--- start DOCUMENT ---

Where do we even begin? With the big twist that Adelaide ( Lupita Nyong’o ) isn’t actually Adelaide but one of the Tethered? And that rather than protecting her family during the movie, she’s trying to keep her past secret? (Or both!). Or with a breakdown of why Peele chose Hands Across America as a pivotal theme? Maybe with a flick through the Good Book to Jeremiah 11:11?
Below, we’re diving into the movie’s big ideas, and big questions, and shedding some light. But be warned: The more we look, the more questions we find, so please join in this deep Us dissection in the comments, offering up new questions and ever more elaborate theories about Peele’s latest scary puzzler. We will update the piece with new information and theories as we find them, including the best stuff from the comments.
Can you clarify exactly what the “Tethered” Are?
(Photo by @ Universal)
Who the Tethered are is explained, to some extent at least, in two key moments in the movie. There is the fireside chat, in which Red, Adelaide’s double/Tethered, answers Gabe’s ( Winston Duke ) question, “What are you people?” with a “Once upon a time…” tale that reveals that an entity called “they” created the doubles by cloning the population (with the glitch that they hadn’t quite worked out how to clone the soul as well as the body; the soul is split and shared). More is revealed towards the end of the movie when we see, in flashbacks, how the Tethered lived underground – first as bodies intended to control the above-ground population (though there is no explanation as to exactly how that works) and then, once the Tethered were abandoned there, seemingly forced to live a crude reflection of the lives lived by their doubles on the surface.
Who created the Tethered?
It’s never made explicitly clear who exactly created the Tethered, and the “why” – to control the above-ground population – is not really fleshed out. We only hear the creators referred to as “they.” Most theorists believe it’s the government. Not only does the below-ground facility we visit in the film’s climax look and feel government-y, but there are allusions to government control throughout the film, including the moment in the car when Zora ( Shahadi Wright Joseph ) mentions that the government adds fluoride to the water to brainwash the population. Peele said in an interview with The Hollywood Reporter that there is definitely a detailed explanation for how the Tethered came to be, and who made them, but he isn’t sharing anytime soon. “I have a pretty elaborate mythology and history of what’s going on in this film. And of course, the dilemma that comes up is how much of that do you tell?” he said. “When there are questions left, and you know there is more to the story, your imagination is left to run wild.” Mission: Accomplished. We’ll just have to wait for the sequel: Them .
What are the Tethered a metaphor for?

--- end DOCUMENT ---

> [PROBLEMS TO WORK ON]
(A) In the article about the film Us, what does Zora say the government adds to the water?
(B) Please edit the article about the film Us: give again the part that opens with the words "Where do we" and closes with "from the comments.", putting "hypotheses" in place of "theories".
(C) According to the article about the film Us, why do most theorists believe the government created the Tethered?

--- start EXTRACTED RECORDS ---

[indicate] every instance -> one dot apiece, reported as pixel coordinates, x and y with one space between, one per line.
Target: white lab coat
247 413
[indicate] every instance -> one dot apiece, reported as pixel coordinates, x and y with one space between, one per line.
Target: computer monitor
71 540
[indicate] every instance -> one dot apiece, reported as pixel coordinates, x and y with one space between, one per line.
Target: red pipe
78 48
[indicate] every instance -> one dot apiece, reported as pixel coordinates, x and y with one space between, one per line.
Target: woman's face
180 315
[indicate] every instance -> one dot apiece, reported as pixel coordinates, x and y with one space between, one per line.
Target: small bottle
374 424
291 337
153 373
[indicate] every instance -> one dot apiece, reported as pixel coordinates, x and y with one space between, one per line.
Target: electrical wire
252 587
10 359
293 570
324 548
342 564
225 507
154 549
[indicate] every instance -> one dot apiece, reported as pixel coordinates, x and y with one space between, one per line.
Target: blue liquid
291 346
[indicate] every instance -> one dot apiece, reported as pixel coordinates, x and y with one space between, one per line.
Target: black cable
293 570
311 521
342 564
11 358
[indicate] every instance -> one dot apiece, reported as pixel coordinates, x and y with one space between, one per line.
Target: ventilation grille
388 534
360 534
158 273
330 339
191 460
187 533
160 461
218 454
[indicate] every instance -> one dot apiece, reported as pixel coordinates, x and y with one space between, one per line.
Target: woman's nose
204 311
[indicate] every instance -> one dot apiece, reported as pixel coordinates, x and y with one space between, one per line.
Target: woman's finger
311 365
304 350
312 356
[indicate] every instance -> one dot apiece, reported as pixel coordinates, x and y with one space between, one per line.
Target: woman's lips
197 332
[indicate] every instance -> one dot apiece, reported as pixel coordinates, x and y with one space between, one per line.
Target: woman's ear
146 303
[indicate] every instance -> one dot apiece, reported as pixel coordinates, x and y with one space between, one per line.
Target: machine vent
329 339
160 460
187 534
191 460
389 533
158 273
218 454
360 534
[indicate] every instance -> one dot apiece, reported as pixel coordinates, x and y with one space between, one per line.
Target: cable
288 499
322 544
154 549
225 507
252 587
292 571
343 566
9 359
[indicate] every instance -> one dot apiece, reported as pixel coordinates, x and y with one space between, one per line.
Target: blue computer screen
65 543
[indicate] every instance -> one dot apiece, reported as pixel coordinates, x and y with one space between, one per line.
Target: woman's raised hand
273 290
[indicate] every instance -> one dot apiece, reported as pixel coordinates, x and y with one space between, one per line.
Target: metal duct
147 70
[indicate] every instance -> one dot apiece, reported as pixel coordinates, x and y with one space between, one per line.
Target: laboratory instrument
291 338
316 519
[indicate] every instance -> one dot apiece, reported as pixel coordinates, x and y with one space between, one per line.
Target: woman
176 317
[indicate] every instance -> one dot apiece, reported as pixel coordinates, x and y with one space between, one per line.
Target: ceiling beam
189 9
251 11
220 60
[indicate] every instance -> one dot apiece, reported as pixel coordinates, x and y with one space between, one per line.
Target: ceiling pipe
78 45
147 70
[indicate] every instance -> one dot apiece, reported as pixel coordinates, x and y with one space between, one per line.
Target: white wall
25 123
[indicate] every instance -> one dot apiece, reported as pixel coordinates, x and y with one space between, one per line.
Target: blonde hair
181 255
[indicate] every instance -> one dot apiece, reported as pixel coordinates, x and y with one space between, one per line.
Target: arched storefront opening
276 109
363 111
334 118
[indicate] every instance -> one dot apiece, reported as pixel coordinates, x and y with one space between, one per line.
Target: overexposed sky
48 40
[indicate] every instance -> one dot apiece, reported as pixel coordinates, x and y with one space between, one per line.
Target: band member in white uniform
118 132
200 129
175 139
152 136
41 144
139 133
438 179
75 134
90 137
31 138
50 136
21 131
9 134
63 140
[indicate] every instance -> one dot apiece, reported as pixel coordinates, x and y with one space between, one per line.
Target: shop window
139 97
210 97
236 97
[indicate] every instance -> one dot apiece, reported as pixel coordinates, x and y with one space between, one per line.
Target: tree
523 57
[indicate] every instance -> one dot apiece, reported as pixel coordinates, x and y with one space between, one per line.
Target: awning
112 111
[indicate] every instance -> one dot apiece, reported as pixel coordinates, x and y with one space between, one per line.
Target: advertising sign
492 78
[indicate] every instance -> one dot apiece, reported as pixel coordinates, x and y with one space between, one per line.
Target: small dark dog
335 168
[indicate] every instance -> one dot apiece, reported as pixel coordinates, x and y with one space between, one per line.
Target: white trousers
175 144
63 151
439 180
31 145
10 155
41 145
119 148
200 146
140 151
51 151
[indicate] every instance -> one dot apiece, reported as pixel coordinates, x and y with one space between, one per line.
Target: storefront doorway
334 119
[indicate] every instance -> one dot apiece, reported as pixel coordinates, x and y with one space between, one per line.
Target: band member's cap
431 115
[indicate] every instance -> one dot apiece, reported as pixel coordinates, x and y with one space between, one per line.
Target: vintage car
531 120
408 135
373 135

--- end EXTRACTED RECORDS ---

> [FINAL RESULTS]
(A) Fluoride, to brainwash the population.

(B)
Where do we even begin? With the big twist that Adelaide ( Lupita Nyong’o ) isn’t actually Adelaide but one of the Tethered? And that rather than protecting her family during the movie, she’s trying to keep her past secret? (Or both!). Or with a breakdown of why Peele chose Hands Across America as a pivotal theme? Maybe with a flick through the Good Book to Jeremiah 11:11?
Below, we’re diving into the movie’s big ideas, and big questions, and shedding some light. But be warned: The more we look, the more questions we find, so please join in this deep Us dissection in the comments, offering up new questions and ever more elaborate hypotheses about Peele’s latest scary puzzler. We will update the piece with new information and hypotheses as we find them, including the best stuff from the comments.

(C) The underground facility shown in the film's climax looks and feels like a government place. The film also makes allusions to government control throughout, such as Zora's remark that the government adds fluoride to the water to brainwash the population.